THE PROBLEM ->
Tally the lines below that contain the string "canopy", treating uppercase and lowercase as different. Give only the number.
____ DATA EXCERPTS
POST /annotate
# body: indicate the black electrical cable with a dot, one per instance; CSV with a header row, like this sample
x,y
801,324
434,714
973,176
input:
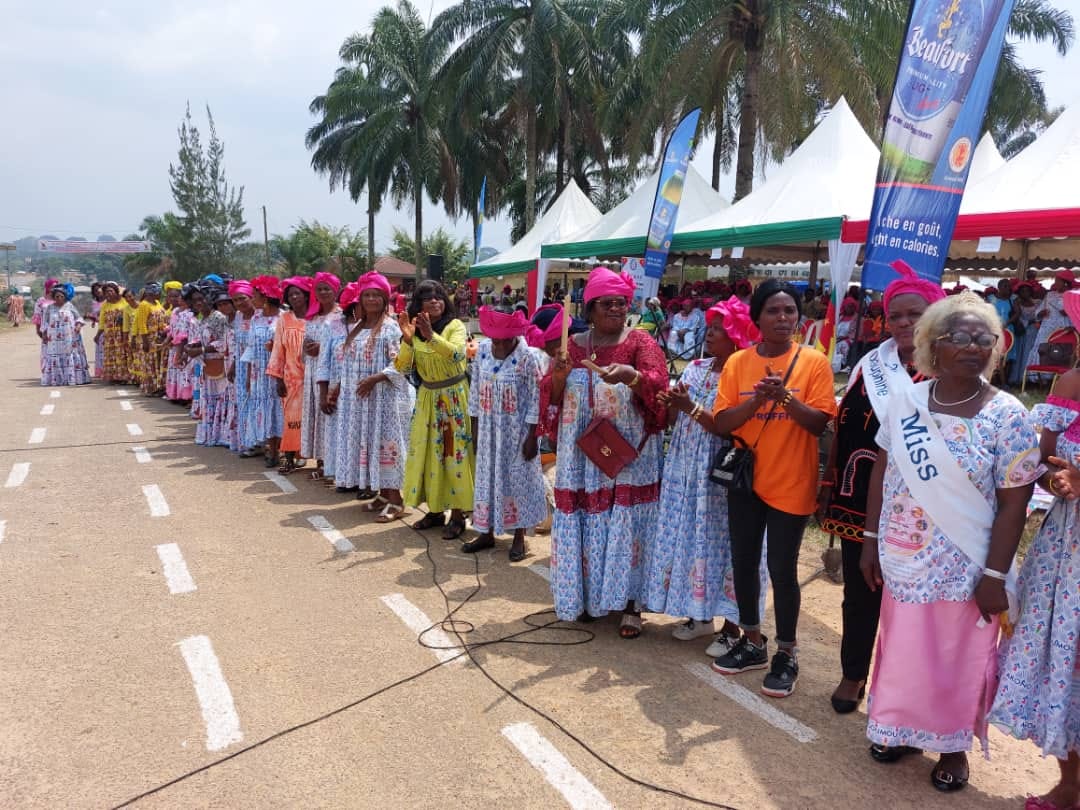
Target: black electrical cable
x,y
459,628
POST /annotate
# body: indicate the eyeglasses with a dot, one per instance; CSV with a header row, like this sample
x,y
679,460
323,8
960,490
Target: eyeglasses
x,y
963,339
610,302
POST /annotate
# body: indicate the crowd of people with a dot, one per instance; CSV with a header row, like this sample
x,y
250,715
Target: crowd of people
x,y
927,483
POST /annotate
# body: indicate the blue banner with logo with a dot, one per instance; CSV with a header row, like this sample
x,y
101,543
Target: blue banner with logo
x,y
950,53
669,194
480,219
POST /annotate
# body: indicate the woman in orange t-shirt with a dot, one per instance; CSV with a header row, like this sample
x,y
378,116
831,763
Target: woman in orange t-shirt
x,y
782,420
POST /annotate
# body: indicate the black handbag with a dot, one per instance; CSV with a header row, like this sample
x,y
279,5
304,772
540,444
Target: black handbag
x,y
733,466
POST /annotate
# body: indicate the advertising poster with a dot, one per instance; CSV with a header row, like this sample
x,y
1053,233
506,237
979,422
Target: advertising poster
x,y
950,53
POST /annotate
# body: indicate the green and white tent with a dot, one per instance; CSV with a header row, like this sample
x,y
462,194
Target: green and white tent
x,y
570,212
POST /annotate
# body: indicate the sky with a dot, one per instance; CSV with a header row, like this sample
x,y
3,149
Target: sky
x,y
93,93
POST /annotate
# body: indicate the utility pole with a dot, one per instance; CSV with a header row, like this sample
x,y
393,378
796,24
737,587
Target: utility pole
x,y
266,237
7,247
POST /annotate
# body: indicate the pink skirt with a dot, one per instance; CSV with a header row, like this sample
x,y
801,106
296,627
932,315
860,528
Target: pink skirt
x,y
934,674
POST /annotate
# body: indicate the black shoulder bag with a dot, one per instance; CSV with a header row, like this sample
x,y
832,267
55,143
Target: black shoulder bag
x,y
733,467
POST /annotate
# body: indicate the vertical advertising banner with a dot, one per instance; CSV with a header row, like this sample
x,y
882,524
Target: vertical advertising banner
x,y
480,219
667,199
949,56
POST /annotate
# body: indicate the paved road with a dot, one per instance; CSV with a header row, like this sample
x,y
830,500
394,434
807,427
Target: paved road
x,y
163,607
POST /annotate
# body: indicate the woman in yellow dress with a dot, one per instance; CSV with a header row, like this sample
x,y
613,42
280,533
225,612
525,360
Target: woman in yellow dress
x,y
439,467
149,324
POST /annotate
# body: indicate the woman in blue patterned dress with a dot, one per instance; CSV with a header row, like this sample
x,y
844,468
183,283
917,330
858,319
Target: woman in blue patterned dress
x,y
322,309
63,353
264,420
688,569
1039,694
602,525
240,374
373,406
504,407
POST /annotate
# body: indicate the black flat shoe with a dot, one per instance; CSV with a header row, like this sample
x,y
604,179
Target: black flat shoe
x,y
478,543
891,753
946,781
847,706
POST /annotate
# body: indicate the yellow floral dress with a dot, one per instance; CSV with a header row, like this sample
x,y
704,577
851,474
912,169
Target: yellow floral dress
x,y
439,467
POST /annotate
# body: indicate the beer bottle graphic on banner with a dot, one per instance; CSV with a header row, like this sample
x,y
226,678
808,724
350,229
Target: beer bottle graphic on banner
x,y
945,40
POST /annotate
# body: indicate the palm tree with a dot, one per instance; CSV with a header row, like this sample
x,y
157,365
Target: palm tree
x,y
381,126
535,44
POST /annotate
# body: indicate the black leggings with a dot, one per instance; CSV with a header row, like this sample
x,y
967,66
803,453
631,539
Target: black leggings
x,y
861,610
748,517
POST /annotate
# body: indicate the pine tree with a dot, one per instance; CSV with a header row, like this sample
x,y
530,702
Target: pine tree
x,y
211,219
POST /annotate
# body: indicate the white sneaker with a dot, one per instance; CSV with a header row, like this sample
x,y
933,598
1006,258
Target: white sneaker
x,y
721,645
690,630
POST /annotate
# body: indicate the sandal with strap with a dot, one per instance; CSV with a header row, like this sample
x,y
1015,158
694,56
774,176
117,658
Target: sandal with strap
x,y
454,529
430,521
390,513
630,626
375,505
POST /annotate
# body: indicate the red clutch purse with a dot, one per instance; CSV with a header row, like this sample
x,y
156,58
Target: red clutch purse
x,y
604,445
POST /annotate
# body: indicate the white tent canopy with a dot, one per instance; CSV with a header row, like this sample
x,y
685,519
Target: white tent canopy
x,y
630,219
831,174
570,212
1045,175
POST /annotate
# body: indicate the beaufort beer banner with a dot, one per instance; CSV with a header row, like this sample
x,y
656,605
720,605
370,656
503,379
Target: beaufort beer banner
x,y
949,56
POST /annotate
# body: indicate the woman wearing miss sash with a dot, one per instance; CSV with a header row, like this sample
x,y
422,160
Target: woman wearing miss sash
x,y
946,507
879,376
1039,696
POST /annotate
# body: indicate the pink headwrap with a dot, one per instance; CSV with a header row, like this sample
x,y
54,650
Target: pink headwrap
x,y
539,338
736,322
500,325
604,282
322,278
350,295
374,281
909,283
268,285
1071,302
241,286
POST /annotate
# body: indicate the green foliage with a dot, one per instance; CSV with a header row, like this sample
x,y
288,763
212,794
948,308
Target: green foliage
x,y
203,235
314,246
457,254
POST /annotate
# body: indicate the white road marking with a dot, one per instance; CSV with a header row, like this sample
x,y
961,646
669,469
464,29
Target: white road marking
x,y
175,569
417,621
159,508
579,792
215,700
17,474
336,539
280,482
753,702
________
RESULT OF THE EXERCISE ->
2